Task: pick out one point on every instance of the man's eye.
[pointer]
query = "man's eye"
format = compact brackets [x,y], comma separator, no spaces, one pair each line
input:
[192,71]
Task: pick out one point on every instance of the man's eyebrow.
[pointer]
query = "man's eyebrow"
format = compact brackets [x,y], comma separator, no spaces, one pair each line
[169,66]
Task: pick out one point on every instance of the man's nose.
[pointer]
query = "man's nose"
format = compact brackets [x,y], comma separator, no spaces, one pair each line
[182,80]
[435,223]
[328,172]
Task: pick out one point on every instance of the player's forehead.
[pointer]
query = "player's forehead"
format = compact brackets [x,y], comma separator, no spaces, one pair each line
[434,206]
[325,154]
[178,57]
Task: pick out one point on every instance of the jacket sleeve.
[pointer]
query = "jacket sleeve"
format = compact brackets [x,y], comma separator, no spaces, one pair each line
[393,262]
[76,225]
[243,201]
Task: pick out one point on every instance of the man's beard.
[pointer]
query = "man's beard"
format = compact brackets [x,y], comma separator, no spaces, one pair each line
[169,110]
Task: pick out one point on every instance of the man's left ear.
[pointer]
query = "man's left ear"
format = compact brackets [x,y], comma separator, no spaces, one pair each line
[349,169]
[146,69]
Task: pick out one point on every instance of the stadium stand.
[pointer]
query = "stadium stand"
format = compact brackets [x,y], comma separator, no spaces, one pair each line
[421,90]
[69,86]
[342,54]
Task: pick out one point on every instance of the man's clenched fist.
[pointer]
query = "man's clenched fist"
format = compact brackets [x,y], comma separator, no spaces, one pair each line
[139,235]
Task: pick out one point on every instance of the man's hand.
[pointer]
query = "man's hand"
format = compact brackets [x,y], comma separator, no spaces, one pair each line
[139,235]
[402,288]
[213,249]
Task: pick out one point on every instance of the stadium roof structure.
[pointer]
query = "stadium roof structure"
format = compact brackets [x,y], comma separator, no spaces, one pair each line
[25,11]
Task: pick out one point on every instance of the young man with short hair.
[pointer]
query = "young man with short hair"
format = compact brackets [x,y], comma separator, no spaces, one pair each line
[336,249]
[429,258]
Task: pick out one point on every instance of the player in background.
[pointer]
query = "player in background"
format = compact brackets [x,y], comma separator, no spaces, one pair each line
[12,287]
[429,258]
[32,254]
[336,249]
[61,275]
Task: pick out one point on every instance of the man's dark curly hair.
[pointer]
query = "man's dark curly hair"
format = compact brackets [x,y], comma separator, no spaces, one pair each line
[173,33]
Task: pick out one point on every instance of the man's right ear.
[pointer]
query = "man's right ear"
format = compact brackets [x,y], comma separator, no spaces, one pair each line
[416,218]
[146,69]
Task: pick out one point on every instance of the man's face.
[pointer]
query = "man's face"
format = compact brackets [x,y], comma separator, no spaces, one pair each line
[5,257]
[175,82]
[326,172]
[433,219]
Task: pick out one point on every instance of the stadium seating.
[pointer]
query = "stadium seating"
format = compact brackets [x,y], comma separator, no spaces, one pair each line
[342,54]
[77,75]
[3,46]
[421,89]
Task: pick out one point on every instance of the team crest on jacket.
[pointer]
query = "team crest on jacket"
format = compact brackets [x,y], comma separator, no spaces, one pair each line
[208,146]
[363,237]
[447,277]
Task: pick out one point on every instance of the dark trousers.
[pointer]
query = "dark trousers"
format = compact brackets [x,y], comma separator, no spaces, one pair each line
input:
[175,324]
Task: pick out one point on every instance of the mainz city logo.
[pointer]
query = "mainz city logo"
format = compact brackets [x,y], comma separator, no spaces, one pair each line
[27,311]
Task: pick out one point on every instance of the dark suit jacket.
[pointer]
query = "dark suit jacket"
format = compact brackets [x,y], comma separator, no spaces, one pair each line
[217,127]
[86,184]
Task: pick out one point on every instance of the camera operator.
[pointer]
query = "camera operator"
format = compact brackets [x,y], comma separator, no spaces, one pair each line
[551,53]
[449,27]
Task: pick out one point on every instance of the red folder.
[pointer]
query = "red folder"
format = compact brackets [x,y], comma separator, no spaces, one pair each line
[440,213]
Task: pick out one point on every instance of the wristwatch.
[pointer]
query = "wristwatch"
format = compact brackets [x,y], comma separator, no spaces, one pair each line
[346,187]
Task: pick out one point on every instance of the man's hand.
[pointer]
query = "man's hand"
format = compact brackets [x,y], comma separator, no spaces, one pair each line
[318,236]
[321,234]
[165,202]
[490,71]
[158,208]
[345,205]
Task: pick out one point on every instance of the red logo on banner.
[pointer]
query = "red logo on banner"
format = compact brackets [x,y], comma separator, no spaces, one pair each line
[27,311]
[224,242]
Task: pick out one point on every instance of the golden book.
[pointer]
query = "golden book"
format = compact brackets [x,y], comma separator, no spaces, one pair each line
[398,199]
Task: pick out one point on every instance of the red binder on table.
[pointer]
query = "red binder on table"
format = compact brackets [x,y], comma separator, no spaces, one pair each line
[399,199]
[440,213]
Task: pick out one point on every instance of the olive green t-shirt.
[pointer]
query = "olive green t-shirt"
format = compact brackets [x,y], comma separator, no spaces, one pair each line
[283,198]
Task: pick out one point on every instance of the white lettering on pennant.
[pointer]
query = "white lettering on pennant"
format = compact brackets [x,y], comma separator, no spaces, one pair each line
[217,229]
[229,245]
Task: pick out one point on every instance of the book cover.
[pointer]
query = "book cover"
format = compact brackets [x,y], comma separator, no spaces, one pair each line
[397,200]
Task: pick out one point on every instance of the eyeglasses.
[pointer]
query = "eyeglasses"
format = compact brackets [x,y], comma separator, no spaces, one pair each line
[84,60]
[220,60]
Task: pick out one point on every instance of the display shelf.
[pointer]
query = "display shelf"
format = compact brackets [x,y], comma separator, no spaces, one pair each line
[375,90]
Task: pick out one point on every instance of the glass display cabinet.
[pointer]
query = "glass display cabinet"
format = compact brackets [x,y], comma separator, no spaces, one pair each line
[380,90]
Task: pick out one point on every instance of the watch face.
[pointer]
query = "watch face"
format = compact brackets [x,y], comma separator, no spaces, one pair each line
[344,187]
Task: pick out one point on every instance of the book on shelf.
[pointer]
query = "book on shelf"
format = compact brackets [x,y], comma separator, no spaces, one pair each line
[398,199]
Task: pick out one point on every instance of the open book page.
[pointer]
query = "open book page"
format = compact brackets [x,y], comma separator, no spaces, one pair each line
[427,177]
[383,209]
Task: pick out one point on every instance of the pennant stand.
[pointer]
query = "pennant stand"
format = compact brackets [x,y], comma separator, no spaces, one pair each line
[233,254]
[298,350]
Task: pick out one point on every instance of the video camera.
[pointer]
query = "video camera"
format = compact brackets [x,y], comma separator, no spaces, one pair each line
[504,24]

※

Description of the task: Please output the full listing, keeping every character the same.

Your response:
Task: pick out one point on every instance of the man's eye.
[pointer]
query = "man's eye"
format = compact brackets [x,y], comma separator, no spaces, one pair each line
input:
[192,71]
Task: pick out one point on every instance of the man's eyebrow.
[pointer]
query = "man's eyebrow"
format = compact brackets [x,y], comma separator, no spaces, one pair each line
[169,66]
Task: pick out one point on every instance of the man's nose.
[pointer]
query = "man's nose"
format = compact brackets [x,y], comma separator, no spaces, one pair each line
[182,80]
[435,223]
[328,172]
Task: pick out one point on every instance of the player's forehead.
[pointer]
query = "player's forehead"
format = compact brackets [x,y], comma separator, no spaces, one pair each line
[434,206]
[325,154]
[178,57]
Task: pick out one point on every instance of the jacket sleeve.
[pointer]
query = "jacket sleeve"
format = compact brackets [x,y], comma separator, no spaces, one pair each line
[393,262]
[76,225]
[243,201]
Task: pick out one point on every instance of the man's beard.
[pointer]
query = "man's beard"
format = compact brackets [x,y], comma separator, no spaces, one pair each line
[169,110]
Task: pick out one point on every instance of the man's left ear.
[pointer]
query = "man's left ear"
format = compact brackets [x,y], comma separator, no spaces, one pair each line
[349,169]
[146,69]
Task: pick out one point on every instance of the stadium stand.
[pointer]
query = "stadium stand"
format = compact brackets [x,y], comma separator, no spaces, one pair each line
[421,90]
[69,86]
[342,54]
Task: pick out one point on every instance of the man's clenched fist.
[pointer]
query = "man's clenched fist"
format = compact brackets [x,y], comma separator, no spaces, one pair each line
[139,235]
Task: pick out one point on every instance of the man's hand.
[pointer]
query = "man's hand"
format = compact brackets [x,y], comma separator, no spaces, one pair each line
[139,235]
[402,288]
[213,249]
Task: pick out one point on every instance of the stadium roof structure.
[pointer]
query = "stadium roof structure"
format = compact brackets [x,y], comma separator, no spaces, one pair each line
[25,11]
Task: pick out one point on every instance of the young man with short hair.
[pointer]
query = "young man with short hair"
format = compact brackets [x,y], comma separator, no spaces, one pair each line
[336,249]
[429,258]
Task: pick out one point on every instance of the player in background.
[pointer]
query = "player in background"
format = compact brackets [x,y], comma separator, no spaces, one pair each line
[12,287]
[429,258]
[32,254]
[336,249]
[61,275]
Task: pick out one point on every instance of the man's dark curly hair.
[pointer]
query = "man's dark curly hair"
format = compact brackets [x,y], comma separator, no spaces, one pair each line
[173,33]
Task: pick out one point on every instance of the man's right ear.
[pointer]
query = "man's right ear"
format = compact brackets [x,y], comma separator, no spaces, one pair each line
[416,218]
[146,69]
Task: pick out one point on every instance of the man's face.
[pointer]
query = "man's face"
format = compact brackets [x,y], comma separator, no spaces, one pair each line
[5,257]
[175,82]
[326,172]
[433,219]
Task: pick out one point on every instance of the stadium seating.
[pointer]
query = "stadium seating"
format = compact brackets [x,y], comma separator, no spaces, one pair each line
[342,54]
[77,75]
[3,46]
[421,89]
Task: pick out one point on every instance of the team crest on jacket.
[pointer]
query = "team crest on jacket"
format = compact brackets [x,y], comma separator, no spaces, one pair each line
[208,146]
[363,237]
[447,277]
Task: pick out one point on every instance of the dark trousers.
[pointer]
query = "dark trousers"
format = compact brackets [x,y], comma separator, no spaces, one pair each line
input:
[175,324]
Task: pick out one point on every instance of the mainz city logo.
[pointer]
query = "mainz city logo"
format = compact brackets [x,y], comma separator, no spaces, one pair each line
[27,311]
Task: pick out one point on every instance of the dark suit jacket.
[pointer]
query = "dark suit jacket"
format = compact brackets [x,y], comma separator, no spaces, one pair each line
[217,127]
[86,184]
Task: pick out one point on every instance of the camera operator.
[pointer]
query = "camera operator"
format = compact brackets [x,y], comma separator, no spaces, one pair each line
[551,53]
[449,27]
Task: pick out one point on every instance of the red folder.
[pointer]
query = "red folder"
format = compact brackets [x,y], comma separator, no spaces, one pair each line
[440,213]
Task: pick out one point on every instance of the wristwatch.
[pointer]
query = "wristwatch"
format = compact brackets [x,y], comma separator, no spaces, one pair each line
[346,187]
Task: pick out one point on every instance of the man's hand.
[pointer]
query = "man's hand"
format = compact brackets [x,y], comma separator, no spaces, one pair each line
[318,236]
[321,234]
[165,202]
[490,71]
[158,208]
[345,205]
Task: pick out one point on every instance of the red logo on banner.
[pointer]
query = "red logo on banner"
format = compact brackets [x,y], comma separator, no spaces, one pair each line
[27,311]
[224,242]
Task: pick out one point on every instance of the golden book.
[pointer]
query = "golden book"
format = compact brackets [x,y], comma separator, no spaces, one pair each line
[398,199]
Task: pick out one point on every instance of the red binder on table.
[pointer]
query = "red binder on table"
format = compact brackets [x,y], comma separator, no spaces, one pair each line
[399,199]
[440,213]
Task: pick out one point on every instance of the olive green t-shirt.
[pointer]
query = "olive green t-shirt"
format = compact brackets [x,y], comma separator, no spaces, one pair each line
[283,198]
Task: pick out one point on every instance of the white lettering on pennant.
[pointer]
query = "white lettering on pennant"
format = compact brackets [x,y], comma separator, no spaces, one pair each line
[217,229]
[229,245]
Task: pick out one point on every instance of the book cover.
[pointer]
query = "book cover"
format = compact brackets [x,y], comma separator, no spaces, one pair each line
[397,200]
Task: pick out one point on every instance of the eyeglasses.
[pointer]
query = "eyeglasses"
format = compact brackets [x,y], comma separator, no spaces, one pair each line
[84,60]
[220,60]
Task: pick out one point on every instance of the display shelf.
[pointer]
query = "display shelf"
format = compact brackets [x,y], comma separator, no spaces, one pair each line
[375,90]
Task: pick out one point on every instance of the glass display cabinet.
[pointer]
query = "glass display cabinet"
format = compact brackets [x,y], comma separator, no spaces, one pair each line
[380,90]
Task: pick out one point on every instance of the watch face.
[pointer]
query = "watch face"
format = compact brackets [x,y], comma separator, no spaces, one pair each line
[344,187]
Task: pick out one point on every instance of the book on shelf.
[pointer]
query = "book on shelf"
format = compact brackets [x,y], comma separator, no spaces, one pair each line
[398,199]
Task: pick out one point on every instance of the open book page.
[pointer]
query = "open book page"
format = compact brackets [x,y], comma separator, no spaces, one pair each line
[427,177]
[383,209]
Task: pick out one point on every instance of the pennant stand.
[pointer]
query = "pennant stand"
format = compact brackets [x,y], comma separator, no spaces, one pair each line
[233,254]
[298,350]
Task: pick out one point on every instance of the video camera.
[pointer]
query = "video camera"
format = compact brackets [x,y], comma separator, no spaces, one pair each line
[504,24]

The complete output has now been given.